Challenge 1 —
Answer these questions from the passage on tries:
(a) By what other name is the compressed trie also known?
(b) How many redundant nodes does the trie of Figure 13.7 have?
(c) What expected time does constructing the entire standard trie for set S take?
Challenge 2 — Write out the passage on tries word for word, starting with "There is a potential" and going on through "compressed trie next.".

From the discussion above, it follows that we can use a trie to perform a special type of pattern matching, called word matching, where we want to determine whether a given pattern matches one of the words of the text exactly. Word matching differs from standard pattern matching because the pattern cannot match an arbitrary substring of the text—only one of its words. To accomplish this, each word of the original document must be added to the trie. (See Figure 13.8.) A simple extension of this scheme supports prefix-matching queries. However, arbitrary occurrences of the pattern in the text (for example, the pattern is a proper suffix of a word or spans two words) cannot be efficiently performed.

To construct a standard trie for a set S of strings, we can use an incremental algorithm that inserts the strings one at a time. Recall the assumption that no string of S is a prefix of another string. To insert a string X into the current trie T, we trace the path associated with X in T, creating a new chain of nodes to store the remaining characters of X when we get stuck. The running time to insert X with length m is similar to a search, with worst-case O(m·|Σ|) performance, or expected O(m) if using secondary hash tables at each node. Thus, constructing the entire trie for set S takes expected O(n) time, where n is the total length of the strings of S.

There is a potential space inefficiency in the standard trie that has prompted the development of the compressed trie, which is also known (for historical reasons) as the Patricia trie. Namely, there are potentially a lot of nodes in the standard trie that have only one child, and the existence of such nodes is a waste. We discuss the compressed trie next.

images

Figure 13.8: Word matching with a standard trie: (a) text to be searched (articles and prepositions, which are also known as stop words, excluded); (b) standard trie for the words in the text, with leaves augmented with indications of the index at which the given work begins in the text. For example, the leaf for the word “stock” notes that the word begins at indices 17, 40, 51, and 62 of the text.

13.3.2 Compressed Tries

A compressed trie is similar to a standard trie but it ensures that each internal node in the trie has at least two children. It enforces this rule by compressing chains of single-child nodes into individual edges. (See Figure 13.9.) Let T be a standard trie. We say that an internal node v of T is redundant if v has one child and is not the root. For example, the trie of Figure 13.7 has eight redundant nodes. Let us also say that a chain of k ≥ 2 edges,

(v₀, v₁)(v₁, v₂) ···(v_k−1, v_k),

is redundant if:

v_i is redundant for i = 1, ..., k − 1.
v₀ and v_k are not redundant.

We can transform T into a compressed trie by replacing each redundant chain (v₀, v₁)...(v_k−1, v_k) of k ≥ 2 edges into a single edge (v₀, v_k), relabeling v_k with the concatenation of the labels of nodes v₁,...,v_k.

images

Figure 13.9: Compressed trie for the strings {bear, bell, bid, bull, buy, sell, stock, stop}. (Compare this with the standard trie shown in Figure 13.7.) Notice that, in addition to compression at the leaves, the internal node with label “to” is shared by words “stock” and “stop”.

Thus, nodes in a compressed trie are labeled with strings, which are substrings of strings in the collection, rather than with individual characters. The advantage of a compressed trie over a standard trie is that the number of nodes of the compressed trie is proportional to the number of strings and not to their total length, as shown in the following proposition (compare with Proposition 13.4).

Source data —

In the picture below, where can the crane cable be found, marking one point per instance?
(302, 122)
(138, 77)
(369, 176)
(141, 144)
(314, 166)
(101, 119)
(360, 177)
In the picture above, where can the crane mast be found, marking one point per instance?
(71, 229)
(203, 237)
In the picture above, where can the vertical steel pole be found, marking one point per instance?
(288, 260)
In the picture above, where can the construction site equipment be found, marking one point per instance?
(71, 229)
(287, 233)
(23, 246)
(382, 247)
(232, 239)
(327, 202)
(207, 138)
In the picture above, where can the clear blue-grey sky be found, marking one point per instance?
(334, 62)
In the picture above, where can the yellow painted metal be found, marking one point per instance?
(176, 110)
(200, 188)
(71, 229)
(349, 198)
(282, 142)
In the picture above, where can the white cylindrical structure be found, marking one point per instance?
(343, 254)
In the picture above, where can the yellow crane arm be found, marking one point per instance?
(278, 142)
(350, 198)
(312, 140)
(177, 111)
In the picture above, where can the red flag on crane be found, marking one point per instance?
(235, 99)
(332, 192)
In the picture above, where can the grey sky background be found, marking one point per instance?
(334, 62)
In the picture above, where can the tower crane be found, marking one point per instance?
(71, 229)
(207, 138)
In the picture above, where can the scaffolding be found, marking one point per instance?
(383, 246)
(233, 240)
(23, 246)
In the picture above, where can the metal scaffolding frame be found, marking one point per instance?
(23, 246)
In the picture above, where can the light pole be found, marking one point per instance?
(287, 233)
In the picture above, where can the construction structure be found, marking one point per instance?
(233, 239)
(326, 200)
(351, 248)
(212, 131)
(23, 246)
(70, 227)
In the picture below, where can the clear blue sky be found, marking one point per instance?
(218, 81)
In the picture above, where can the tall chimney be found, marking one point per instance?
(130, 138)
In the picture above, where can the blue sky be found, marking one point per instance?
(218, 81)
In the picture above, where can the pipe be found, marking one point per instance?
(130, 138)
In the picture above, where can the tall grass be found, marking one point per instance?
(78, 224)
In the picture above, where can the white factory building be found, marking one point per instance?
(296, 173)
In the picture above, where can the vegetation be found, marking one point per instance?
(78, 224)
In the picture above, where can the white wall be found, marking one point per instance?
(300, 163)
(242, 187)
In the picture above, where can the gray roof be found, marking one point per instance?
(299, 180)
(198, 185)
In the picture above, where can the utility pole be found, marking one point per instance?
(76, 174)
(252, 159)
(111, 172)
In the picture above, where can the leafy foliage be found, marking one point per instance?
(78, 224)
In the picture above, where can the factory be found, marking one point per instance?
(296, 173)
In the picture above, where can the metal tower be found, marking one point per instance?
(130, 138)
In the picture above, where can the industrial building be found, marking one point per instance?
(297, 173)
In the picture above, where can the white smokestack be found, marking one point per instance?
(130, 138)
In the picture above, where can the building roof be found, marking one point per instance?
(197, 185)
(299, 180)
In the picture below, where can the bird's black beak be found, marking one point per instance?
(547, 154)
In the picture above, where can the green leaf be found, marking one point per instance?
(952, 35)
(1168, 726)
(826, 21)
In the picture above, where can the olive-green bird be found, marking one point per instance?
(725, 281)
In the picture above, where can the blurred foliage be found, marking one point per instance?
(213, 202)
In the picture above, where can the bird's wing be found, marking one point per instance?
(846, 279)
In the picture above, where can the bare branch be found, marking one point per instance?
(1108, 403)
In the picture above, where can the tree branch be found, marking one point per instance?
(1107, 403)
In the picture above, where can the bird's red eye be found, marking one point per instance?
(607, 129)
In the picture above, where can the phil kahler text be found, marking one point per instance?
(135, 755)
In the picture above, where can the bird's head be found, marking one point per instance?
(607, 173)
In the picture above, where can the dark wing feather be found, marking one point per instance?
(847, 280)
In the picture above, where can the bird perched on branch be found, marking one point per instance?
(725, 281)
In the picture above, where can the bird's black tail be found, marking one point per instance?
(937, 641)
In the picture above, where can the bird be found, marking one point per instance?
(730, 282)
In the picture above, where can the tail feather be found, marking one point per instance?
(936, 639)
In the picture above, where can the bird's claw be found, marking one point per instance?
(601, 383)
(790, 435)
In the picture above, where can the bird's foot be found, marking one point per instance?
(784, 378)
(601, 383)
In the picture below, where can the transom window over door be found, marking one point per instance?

Reply 1 —
(a) The Patricia trie.
(b) Eight.
(c) Expected O(n) time, where n is the total length of the strings of S.

Reply 2 —
There is a potential space inefficiency in the standard trie that has prompted the development of the compressed trie, which is also known (for historical reasons) as the Patricia trie. Namely, there are potentially a lot of nodes in the standard trie that have only one child, and the existence of such nodes is a waste. We discuss the compressed trie next.